(Collected data)

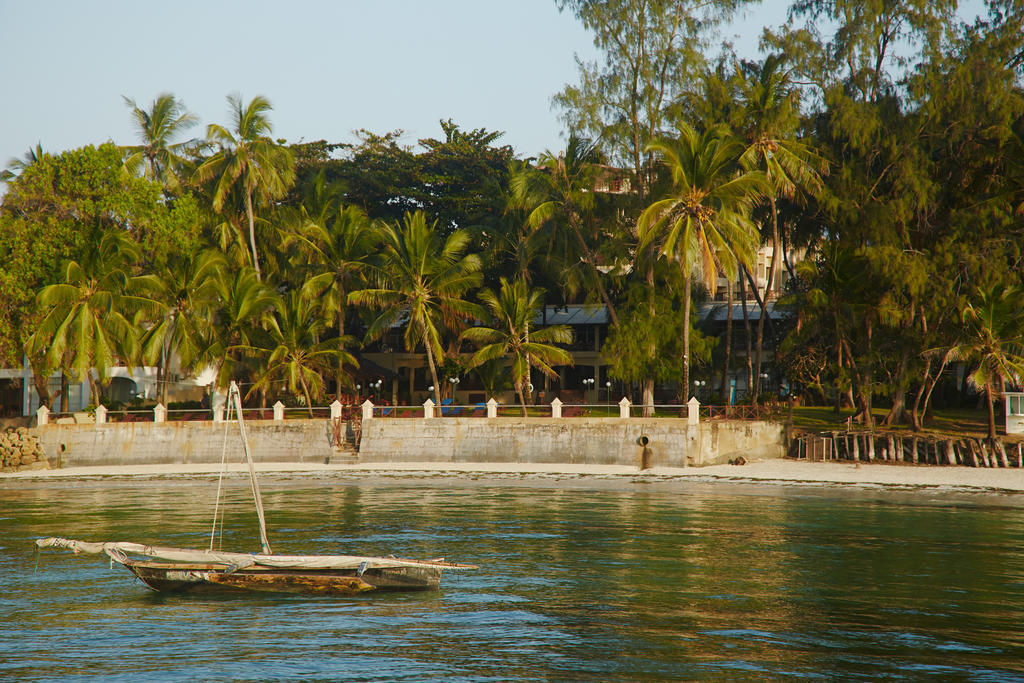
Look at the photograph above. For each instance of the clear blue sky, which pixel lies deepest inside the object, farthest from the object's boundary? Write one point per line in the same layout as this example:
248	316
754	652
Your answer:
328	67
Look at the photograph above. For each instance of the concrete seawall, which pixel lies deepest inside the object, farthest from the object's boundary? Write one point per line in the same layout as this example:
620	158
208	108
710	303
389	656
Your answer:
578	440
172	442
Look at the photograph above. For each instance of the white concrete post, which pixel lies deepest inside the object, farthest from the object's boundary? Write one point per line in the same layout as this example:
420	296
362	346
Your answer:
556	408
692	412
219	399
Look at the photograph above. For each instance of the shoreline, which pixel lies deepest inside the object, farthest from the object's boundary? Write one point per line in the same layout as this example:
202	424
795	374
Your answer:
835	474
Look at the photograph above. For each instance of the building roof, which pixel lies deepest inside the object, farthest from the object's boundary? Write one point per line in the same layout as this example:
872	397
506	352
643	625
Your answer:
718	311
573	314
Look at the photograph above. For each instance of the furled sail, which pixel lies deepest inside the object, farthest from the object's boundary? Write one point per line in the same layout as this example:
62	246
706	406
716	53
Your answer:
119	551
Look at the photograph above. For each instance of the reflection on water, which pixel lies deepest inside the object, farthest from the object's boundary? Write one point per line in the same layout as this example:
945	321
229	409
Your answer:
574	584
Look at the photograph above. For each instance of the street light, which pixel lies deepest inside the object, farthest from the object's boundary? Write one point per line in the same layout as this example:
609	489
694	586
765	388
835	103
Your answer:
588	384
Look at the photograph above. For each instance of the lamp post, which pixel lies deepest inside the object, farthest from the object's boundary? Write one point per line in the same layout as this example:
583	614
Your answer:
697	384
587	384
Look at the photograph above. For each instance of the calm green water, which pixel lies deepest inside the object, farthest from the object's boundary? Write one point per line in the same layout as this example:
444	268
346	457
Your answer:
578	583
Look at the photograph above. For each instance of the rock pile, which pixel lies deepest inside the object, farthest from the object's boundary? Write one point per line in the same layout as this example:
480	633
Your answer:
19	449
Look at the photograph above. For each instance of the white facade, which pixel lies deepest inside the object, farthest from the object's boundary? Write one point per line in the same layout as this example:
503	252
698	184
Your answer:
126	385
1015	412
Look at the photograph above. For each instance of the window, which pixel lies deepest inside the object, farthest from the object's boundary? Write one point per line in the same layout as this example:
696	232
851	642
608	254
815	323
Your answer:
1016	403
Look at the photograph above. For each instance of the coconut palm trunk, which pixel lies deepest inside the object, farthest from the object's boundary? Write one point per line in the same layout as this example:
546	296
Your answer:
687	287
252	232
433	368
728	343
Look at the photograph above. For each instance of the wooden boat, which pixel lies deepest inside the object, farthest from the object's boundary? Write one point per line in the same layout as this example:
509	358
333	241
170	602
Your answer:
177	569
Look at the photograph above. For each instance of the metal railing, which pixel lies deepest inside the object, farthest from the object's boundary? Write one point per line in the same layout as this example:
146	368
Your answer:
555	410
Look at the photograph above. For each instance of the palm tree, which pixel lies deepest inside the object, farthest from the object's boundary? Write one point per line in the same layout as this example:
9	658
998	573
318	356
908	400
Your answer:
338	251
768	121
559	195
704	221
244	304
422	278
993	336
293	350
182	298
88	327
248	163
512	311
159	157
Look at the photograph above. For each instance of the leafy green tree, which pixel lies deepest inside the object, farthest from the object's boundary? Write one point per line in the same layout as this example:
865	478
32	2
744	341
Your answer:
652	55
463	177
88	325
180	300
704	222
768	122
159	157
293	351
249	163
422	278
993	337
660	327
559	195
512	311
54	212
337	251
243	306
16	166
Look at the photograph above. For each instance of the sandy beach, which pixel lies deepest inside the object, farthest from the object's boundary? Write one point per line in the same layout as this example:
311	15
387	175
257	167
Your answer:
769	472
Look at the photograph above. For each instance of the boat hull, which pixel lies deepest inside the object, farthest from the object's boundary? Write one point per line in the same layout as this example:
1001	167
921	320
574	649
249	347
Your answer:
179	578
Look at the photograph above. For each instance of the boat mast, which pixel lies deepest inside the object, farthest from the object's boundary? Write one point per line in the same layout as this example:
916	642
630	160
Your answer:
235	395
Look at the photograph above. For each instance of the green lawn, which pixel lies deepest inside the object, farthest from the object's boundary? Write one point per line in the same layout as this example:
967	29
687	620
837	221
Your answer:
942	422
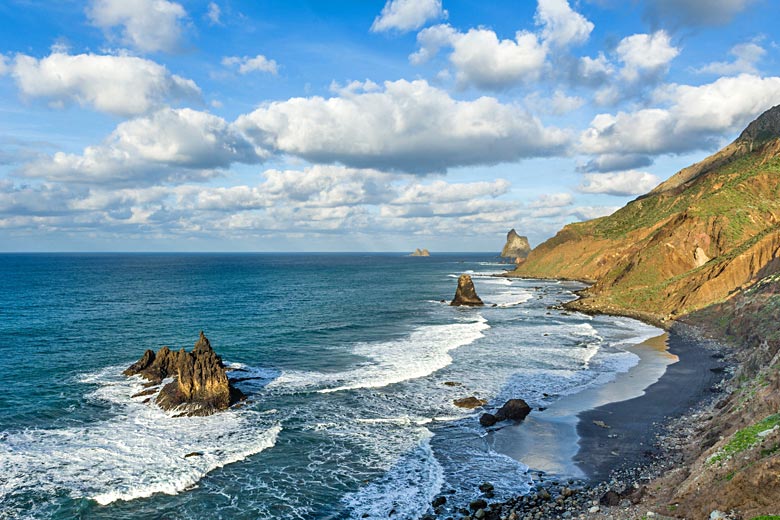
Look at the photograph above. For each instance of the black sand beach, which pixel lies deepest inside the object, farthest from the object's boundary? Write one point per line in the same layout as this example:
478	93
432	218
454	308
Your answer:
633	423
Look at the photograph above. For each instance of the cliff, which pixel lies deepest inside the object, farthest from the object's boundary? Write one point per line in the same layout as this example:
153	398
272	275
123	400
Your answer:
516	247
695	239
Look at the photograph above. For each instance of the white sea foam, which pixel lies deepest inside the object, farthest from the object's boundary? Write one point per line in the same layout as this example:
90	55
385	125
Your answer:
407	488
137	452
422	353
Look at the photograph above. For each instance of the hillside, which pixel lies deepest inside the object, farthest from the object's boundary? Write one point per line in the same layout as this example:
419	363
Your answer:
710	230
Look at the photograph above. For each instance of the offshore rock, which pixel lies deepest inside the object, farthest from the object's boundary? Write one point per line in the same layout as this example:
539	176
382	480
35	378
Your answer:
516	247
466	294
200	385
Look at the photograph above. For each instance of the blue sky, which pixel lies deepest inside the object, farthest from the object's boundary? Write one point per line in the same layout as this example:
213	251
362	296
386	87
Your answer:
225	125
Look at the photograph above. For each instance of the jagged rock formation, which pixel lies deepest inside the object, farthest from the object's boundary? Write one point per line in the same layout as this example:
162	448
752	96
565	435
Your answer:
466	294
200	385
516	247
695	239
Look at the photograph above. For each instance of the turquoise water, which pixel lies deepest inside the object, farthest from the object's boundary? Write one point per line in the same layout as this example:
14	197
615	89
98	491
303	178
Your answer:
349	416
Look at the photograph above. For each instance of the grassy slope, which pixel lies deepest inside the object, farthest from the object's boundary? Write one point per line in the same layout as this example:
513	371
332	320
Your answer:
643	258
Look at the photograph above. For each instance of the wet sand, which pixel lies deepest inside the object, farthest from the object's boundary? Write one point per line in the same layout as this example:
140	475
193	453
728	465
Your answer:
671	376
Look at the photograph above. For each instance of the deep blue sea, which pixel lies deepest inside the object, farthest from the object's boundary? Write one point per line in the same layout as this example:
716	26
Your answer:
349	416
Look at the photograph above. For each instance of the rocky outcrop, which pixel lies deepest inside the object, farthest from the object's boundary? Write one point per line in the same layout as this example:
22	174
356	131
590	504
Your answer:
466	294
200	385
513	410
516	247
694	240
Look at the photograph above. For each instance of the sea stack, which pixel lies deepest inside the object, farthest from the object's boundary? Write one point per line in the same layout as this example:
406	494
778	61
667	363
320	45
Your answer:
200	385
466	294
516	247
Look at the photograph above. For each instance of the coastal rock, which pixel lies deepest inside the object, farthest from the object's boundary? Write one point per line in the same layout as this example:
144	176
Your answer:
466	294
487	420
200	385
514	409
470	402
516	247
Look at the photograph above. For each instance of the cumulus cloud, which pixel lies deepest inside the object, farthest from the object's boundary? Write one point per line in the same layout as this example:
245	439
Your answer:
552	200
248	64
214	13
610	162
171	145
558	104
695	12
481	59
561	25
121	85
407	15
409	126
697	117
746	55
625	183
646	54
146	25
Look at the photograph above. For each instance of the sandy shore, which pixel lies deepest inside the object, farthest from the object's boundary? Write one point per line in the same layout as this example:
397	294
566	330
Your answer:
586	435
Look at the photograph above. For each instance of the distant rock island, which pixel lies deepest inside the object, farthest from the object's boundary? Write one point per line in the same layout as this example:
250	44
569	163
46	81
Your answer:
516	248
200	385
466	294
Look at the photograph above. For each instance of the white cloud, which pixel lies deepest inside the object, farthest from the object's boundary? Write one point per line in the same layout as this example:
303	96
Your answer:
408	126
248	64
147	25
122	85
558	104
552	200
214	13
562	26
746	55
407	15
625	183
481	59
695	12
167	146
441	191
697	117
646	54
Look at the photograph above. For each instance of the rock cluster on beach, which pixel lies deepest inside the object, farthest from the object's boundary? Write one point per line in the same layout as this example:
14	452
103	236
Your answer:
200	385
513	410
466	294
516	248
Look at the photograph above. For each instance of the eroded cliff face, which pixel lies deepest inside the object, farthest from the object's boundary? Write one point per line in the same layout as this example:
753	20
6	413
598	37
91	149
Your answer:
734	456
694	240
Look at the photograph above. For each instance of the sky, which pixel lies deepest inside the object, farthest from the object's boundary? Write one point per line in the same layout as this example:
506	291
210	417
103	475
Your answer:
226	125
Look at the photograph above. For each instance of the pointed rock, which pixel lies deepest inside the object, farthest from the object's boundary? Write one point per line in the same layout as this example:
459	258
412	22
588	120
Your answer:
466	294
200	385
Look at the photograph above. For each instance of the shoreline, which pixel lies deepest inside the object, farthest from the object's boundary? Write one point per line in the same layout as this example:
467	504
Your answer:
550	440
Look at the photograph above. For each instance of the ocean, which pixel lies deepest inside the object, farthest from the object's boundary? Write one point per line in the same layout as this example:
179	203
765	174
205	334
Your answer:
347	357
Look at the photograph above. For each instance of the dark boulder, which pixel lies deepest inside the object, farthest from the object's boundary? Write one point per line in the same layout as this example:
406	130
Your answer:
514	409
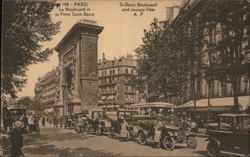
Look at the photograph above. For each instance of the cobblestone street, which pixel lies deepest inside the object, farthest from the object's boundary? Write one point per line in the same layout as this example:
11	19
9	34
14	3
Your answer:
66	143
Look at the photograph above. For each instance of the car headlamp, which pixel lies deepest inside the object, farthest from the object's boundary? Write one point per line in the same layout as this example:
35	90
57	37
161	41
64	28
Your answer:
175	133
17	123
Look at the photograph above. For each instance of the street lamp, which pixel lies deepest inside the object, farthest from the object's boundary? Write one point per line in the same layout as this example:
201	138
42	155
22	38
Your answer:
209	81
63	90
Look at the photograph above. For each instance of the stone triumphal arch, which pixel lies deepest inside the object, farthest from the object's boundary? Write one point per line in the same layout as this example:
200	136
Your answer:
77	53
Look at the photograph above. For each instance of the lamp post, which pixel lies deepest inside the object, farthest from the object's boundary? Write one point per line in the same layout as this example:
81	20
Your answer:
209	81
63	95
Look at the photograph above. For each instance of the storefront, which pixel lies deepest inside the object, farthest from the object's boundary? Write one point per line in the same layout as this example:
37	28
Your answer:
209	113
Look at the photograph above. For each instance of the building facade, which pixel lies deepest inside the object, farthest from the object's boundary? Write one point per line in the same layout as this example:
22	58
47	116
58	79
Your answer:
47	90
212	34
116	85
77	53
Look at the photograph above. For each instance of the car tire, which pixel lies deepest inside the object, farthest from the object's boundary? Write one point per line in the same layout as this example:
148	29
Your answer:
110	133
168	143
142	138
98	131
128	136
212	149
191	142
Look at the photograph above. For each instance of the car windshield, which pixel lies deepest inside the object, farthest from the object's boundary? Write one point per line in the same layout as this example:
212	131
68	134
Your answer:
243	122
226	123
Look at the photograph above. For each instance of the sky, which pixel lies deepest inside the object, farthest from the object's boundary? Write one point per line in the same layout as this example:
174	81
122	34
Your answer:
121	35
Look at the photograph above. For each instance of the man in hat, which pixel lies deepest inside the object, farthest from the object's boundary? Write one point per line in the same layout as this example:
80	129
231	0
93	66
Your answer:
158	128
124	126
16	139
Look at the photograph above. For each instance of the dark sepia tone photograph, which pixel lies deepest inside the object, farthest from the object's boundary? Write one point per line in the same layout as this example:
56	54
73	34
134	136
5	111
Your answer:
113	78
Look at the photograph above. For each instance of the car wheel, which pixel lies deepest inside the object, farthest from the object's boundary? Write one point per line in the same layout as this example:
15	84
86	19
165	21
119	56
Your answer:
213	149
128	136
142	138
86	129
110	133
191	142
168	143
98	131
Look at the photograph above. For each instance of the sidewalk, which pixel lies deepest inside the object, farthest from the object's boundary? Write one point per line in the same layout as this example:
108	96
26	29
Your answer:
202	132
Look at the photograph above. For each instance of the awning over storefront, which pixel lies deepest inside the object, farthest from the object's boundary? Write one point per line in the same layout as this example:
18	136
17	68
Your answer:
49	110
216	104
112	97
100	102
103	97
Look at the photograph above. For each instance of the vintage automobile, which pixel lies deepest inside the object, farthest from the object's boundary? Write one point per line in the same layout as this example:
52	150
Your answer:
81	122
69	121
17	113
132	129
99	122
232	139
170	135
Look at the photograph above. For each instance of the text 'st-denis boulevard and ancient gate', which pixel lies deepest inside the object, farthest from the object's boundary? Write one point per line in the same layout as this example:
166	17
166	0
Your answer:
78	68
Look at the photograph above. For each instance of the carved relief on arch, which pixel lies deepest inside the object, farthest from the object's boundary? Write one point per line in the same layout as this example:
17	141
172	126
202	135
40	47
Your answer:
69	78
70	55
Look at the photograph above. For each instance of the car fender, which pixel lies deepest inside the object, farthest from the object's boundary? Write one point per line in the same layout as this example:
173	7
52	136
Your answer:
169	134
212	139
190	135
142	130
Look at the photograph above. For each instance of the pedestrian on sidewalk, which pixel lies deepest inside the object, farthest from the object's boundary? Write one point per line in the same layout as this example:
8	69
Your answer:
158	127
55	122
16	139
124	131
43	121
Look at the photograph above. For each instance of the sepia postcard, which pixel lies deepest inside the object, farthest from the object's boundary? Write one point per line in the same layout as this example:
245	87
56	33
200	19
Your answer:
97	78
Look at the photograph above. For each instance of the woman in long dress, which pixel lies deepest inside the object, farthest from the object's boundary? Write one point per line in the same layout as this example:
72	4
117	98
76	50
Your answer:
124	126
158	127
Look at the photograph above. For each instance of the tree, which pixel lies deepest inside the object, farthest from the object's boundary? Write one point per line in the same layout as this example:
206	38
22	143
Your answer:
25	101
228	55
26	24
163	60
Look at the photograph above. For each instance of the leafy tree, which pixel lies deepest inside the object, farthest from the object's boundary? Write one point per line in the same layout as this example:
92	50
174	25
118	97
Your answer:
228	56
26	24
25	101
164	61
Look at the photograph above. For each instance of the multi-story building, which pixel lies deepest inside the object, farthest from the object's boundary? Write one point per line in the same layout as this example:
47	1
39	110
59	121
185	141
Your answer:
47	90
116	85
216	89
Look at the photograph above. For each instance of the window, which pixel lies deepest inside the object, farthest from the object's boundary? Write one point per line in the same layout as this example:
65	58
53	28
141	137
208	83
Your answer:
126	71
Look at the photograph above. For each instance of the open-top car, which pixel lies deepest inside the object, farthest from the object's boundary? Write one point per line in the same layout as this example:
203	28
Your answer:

JOB
Copy the data from the line that contains "Look at the photograph above. For each instance of the open-top" through the end, renaming "open-top car" as "convertible" and keeping everything else the same.

WRITTEN ANSWER
Look at the photograph above. For each instance of the convertible, which pixel lies deepest inside the object, farthest from the object's boundary? Write one point per line in the same layout as this example:
203	28
Your answer:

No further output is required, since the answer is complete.